** TO DO **
Starting with the line that contains "[point] stone plinth" and going on through the last line of the items, express those lines as a JSON list of strings, one string per line, with both end lines included and blank lines left out.

Point annotation records:

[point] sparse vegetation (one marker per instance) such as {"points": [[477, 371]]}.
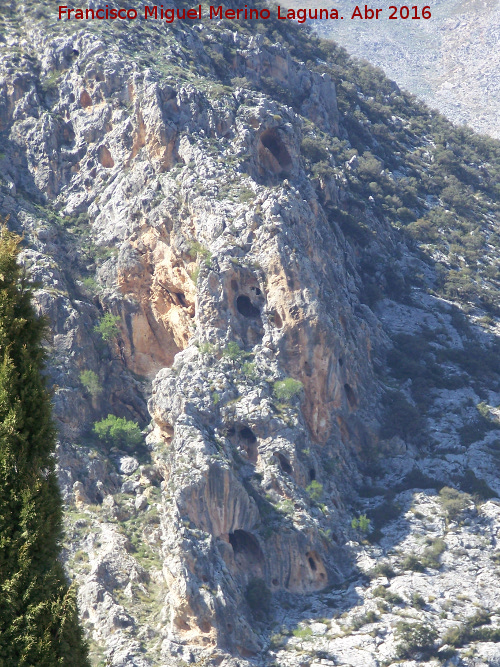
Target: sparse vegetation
{"points": [[233, 351], [119, 432], [315, 491], [415, 640], [361, 523], [285, 390], [90, 381]]}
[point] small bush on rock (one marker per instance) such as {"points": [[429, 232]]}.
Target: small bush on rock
{"points": [[416, 639], [285, 390], [362, 523], [108, 327], [233, 351], [118, 432], [90, 381], [315, 491]]}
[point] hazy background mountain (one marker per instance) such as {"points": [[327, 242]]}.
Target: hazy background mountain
{"points": [[450, 61]]}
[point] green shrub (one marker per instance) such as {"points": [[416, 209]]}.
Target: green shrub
{"points": [[431, 555], [233, 351], [107, 327], [386, 594], [382, 570], [415, 639], [285, 390], [249, 370], [417, 601], [258, 596], [315, 491], [453, 502], [119, 432], [196, 249], [412, 562], [471, 630], [90, 381], [302, 633], [207, 348]]}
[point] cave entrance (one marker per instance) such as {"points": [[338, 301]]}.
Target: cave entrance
{"points": [[282, 162], [248, 442], [284, 463], [246, 308], [248, 555], [351, 396]]}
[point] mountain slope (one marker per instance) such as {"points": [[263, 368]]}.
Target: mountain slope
{"points": [[294, 265], [449, 61]]}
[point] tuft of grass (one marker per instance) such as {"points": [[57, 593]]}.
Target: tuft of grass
{"points": [[285, 390]]}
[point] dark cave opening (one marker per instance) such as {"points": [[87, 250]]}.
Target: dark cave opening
{"points": [[271, 140], [351, 396], [247, 434], [284, 463], [246, 308]]}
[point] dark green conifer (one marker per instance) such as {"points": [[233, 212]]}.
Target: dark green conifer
{"points": [[38, 612]]}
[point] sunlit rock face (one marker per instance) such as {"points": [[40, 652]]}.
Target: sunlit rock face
{"points": [[251, 296]]}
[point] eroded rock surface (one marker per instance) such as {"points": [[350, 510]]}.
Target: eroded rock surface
{"points": [[247, 347]]}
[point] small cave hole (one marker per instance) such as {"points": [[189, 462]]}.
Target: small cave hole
{"points": [[351, 396], [284, 463], [274, 144], [246, 308], [247, 434], [181, 298], [248, 555]]}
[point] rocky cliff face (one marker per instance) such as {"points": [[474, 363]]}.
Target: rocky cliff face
{"points": [[199, 185]]}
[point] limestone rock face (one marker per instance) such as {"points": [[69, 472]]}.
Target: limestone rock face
{"points": [[195, 259]]}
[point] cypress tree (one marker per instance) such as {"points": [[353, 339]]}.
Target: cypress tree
{"points": [[38, 612]]}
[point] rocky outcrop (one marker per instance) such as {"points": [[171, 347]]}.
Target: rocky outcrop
{"points": [[233, 271]]}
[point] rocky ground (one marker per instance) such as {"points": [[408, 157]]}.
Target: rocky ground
{"points": [[149, 189]]}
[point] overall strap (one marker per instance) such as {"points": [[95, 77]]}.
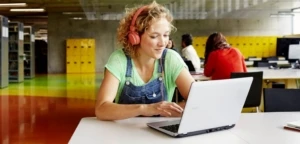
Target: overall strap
{"points": [[161, 65], [129, 65]]}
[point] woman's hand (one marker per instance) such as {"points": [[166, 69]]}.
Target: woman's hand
{"points": [[167, 109]]}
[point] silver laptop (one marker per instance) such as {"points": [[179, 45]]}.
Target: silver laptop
{"points": [[211, 106]]}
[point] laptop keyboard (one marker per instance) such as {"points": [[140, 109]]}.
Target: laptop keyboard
{"points": [[172, 128]]}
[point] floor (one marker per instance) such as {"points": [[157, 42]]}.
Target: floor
{"points": [[46, 109]]}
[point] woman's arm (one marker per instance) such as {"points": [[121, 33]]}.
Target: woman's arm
{"points": [[105, 109], [184, 82], [209, 66]]}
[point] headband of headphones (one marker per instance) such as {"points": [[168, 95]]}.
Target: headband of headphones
{"points": [[137, 13]]}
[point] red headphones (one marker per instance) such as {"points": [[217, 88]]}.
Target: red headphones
{"points": [[133, 36]]}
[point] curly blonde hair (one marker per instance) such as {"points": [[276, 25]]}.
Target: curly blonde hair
{"points": [[145, 18]]}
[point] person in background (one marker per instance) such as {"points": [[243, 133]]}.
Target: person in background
{"points": [[171, 45], [221, 59], [189, 52], [141, 77]]}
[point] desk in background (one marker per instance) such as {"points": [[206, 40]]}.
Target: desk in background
{"points": [[252, 128], [288, 76]]}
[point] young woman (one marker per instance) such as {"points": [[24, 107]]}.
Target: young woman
{"points": [[142, 76], [221, 59]]}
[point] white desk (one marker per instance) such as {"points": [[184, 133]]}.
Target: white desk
{"points": [[287, 75], [252, 128]]}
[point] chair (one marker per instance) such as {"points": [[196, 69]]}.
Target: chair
{"points": [[254, 96], [190, 65], [281, 100], [263, 64]]}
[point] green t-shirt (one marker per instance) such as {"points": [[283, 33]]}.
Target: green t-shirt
{"points": [[117, 64]]}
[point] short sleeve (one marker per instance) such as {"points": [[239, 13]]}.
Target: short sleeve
{"points": [[174, 64], [116, 64]]}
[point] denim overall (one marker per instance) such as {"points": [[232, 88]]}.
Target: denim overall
{"points": [[152, 92]]}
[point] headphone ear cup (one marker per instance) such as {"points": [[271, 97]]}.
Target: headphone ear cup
{"points": [[134, 38]]}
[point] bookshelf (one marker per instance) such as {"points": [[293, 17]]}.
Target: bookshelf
{"points": [[16, 54], [29, 62], [3, 52]]}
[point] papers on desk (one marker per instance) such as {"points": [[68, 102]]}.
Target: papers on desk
{"points": [[282, 62], [293, 126], [294, 51], [255, 59]]}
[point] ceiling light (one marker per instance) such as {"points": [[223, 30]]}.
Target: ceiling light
{"points": [[281, 15], [28, 10], [296, 9], [12, 4]]}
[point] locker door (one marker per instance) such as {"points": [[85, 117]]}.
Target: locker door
{"points": [[91, 64], [83, 64], [70, 64], [76, 64]]}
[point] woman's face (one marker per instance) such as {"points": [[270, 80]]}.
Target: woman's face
{"points": [[155, 39], [169, 45]]}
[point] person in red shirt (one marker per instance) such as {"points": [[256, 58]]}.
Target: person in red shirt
{"points": [[221, 59]]}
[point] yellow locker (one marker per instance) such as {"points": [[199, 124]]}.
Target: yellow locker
{"points": [[69, 64], [76, 48], [84, 49], [91, 47], [69, 45], [76, 64], [91, 64], [83, 64], [272, 46]]}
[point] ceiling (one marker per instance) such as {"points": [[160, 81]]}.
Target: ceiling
{"points": [[181, 9]]}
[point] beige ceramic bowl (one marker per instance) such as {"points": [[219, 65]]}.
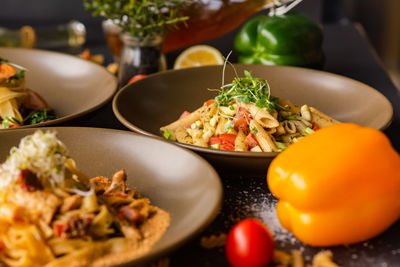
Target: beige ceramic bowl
{"points": [[174, 179], [159, 99], [70, 85]]}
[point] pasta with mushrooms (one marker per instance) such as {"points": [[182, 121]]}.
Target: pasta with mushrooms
{"points": [[52, 215]]}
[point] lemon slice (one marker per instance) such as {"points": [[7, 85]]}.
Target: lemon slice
{"points": [[198, 55]]}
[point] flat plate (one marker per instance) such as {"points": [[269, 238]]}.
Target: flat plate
{"points": [[175, 179], [159, 99], [70, 85]]}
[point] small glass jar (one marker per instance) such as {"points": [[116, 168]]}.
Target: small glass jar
{"points": [[140, 56]]}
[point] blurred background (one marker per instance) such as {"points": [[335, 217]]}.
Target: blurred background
{"points": [[379, 20]]}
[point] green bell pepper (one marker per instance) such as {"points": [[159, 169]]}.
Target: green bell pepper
{"points": [[290, 39]]}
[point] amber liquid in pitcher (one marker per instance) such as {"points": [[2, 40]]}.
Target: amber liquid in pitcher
{"points": [[209, 19]]}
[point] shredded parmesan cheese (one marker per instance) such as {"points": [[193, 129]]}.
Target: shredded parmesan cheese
{"points": [[42, 153]]}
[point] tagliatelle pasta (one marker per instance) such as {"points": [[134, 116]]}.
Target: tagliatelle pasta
{"points": [[19, 105], [52, 215], [245, 117]]}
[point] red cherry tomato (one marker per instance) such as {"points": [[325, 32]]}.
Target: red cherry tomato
{"points": [[249, 244], [136, 77], [228, 138], [184, 114], [209, 102], [251, 141], [242, 120]]}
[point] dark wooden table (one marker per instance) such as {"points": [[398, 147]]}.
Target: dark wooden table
{"points": [[347, 53]]}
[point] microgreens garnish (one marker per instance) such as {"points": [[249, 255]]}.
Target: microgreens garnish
{"points": [[247, 90]]}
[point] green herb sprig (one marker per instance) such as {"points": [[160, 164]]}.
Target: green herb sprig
{"points": [[38, 116], [247, 89], [141, 18]]}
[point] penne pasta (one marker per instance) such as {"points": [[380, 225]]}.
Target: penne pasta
{"points": [[244, 117], [262, 116], [185, 121], [183, 136], [240, 142], [264, 139]]}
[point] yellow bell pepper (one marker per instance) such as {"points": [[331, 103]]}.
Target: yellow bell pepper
{"points": [[339, 185]]}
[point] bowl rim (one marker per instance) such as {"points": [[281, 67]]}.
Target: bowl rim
{"points": [[73, 115], [168, 248], [238, 154]]}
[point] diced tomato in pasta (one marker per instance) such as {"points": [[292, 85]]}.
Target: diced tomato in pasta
{"points": [[184, 114], [314, 126], [215, 140], [209, 102], [226, 141], [59, 229], [242, 120], [228, 138], [251, 141]]}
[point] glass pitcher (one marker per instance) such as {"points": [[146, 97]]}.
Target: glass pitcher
{"points": [[208, 19]]}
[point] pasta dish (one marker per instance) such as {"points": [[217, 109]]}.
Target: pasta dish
{"points": [[19, 105], [245, 117], [52, 214]]}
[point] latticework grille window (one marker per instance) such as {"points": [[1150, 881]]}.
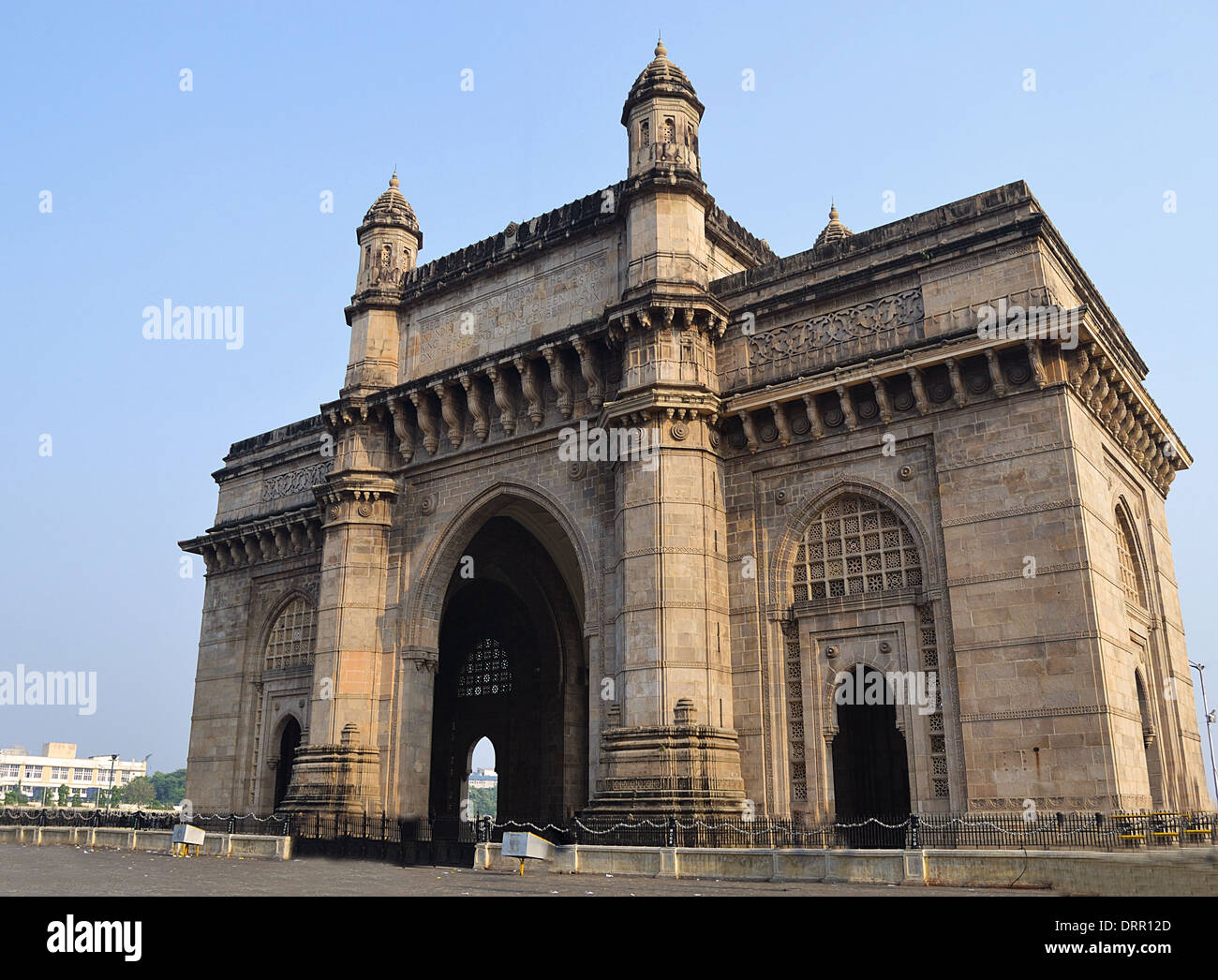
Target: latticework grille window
{"points": [[853, 547], [1131, 572], [292, 635], [486, 671]]}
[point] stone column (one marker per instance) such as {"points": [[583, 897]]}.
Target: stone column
{"points": [[337, 772]]}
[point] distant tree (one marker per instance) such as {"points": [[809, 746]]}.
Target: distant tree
{"points": [[171, 788], [141, 790], [483, 801]]}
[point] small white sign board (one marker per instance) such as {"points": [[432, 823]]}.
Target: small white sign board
{"points": [[522, 844], [184, 833]]}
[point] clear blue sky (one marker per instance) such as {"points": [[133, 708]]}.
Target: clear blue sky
{"points": [[212, 198]]}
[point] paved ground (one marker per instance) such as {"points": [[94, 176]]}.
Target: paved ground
{"points": [[68, 870]]}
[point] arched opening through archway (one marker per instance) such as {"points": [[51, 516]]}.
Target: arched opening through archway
{"points": [[869, 768], [483, 780], [289, 741], [512, 670]]}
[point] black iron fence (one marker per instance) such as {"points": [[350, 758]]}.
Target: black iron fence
{"points": [[141, 820], [1092, 832], [451, 841]]}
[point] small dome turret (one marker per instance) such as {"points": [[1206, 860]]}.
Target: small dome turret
{"points": [[393, 208], [389, 240], [661, 116], [835, 230]]}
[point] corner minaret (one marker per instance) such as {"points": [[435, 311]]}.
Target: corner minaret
{"points": [[389, 244], [671, 661], [661, 116], [665, 198]]}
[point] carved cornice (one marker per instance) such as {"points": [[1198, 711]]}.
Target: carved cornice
{"points": [[242, 544]]}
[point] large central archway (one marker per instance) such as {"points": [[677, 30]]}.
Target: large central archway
{"points": [[512, 669]]}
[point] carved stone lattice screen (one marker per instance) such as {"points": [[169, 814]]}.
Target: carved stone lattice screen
{"points": [[485, 672], [929, 645], [795, 716], [1131, 574], [855, 545], [292, 635]]}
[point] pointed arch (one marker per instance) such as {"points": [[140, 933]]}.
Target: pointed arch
{"points": [[782, 557], [534, 508], [1129, 557], [289, 637]]}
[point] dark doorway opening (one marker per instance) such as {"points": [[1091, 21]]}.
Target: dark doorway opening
{"points": [[289, 741], [869, 769], [511, 670]]}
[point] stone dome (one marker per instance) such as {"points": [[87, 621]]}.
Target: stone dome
{"points": [[835, 230], [393, 208], [661, 78]]}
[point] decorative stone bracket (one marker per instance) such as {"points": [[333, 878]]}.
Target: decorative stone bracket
{"points": [[247, 543]]}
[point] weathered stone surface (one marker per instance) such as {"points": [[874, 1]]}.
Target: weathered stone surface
{"points": [[840, 472]]}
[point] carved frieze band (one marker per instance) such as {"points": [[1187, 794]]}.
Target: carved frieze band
{"points": [[973, 580], [999, 456], [295, 481], [1047, 712], [1015, 512], [884, 316]]}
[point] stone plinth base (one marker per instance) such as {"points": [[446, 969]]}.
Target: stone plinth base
{"points": [[334, 780], [683, 769]]}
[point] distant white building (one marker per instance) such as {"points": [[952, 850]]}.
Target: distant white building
{"points": [[483, 780], [57, 765]]}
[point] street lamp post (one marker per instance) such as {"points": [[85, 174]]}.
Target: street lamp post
{"points": [[1211, 719], [110, 800]]}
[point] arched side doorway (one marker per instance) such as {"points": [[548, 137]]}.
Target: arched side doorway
{"points": [[289, 741], [512, 669], [1150, 745], [869, 768]]}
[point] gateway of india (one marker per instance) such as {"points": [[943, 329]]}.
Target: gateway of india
{"points": [[831, 474]]}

** ANSWER TO THIS PROBLEM **
[
  "[point] stone plinth base (one marker per instance) such as {\"points\": [[446, 969]]}.",
  "Target: stone plinth base",
  "{\"points\": [[334, 780], [683, 769]]}",
  "[point] distant white building (one marker per instance) such as {\"points\": [[952, 850]]}.",
  "Target: distant white building",
  "{\"points\": [[483, 780], [57, 765]]}",
  "[point] street lamp post (one marker per instance) such as {\"points\": [[85, 174]]}.",
  "Target: street lamp post",
  "{\"points\": [[1211, 719], [110, 800]]}",
  "[point] arched side doorway (one marker per instance) such as {\"points\": [[548, 137]]}.",
  "Target: arched side doorway",
  "{\"points\": [[289, 741], [512, 669], [1150, 745], [869, 768]]}",
  "[point] gateway of india (one marker per instance) such as {\"points\": [[943, 329]]}.",
  "Target: gateway of india",
  "{\"points\": [[831, 474]]}"
]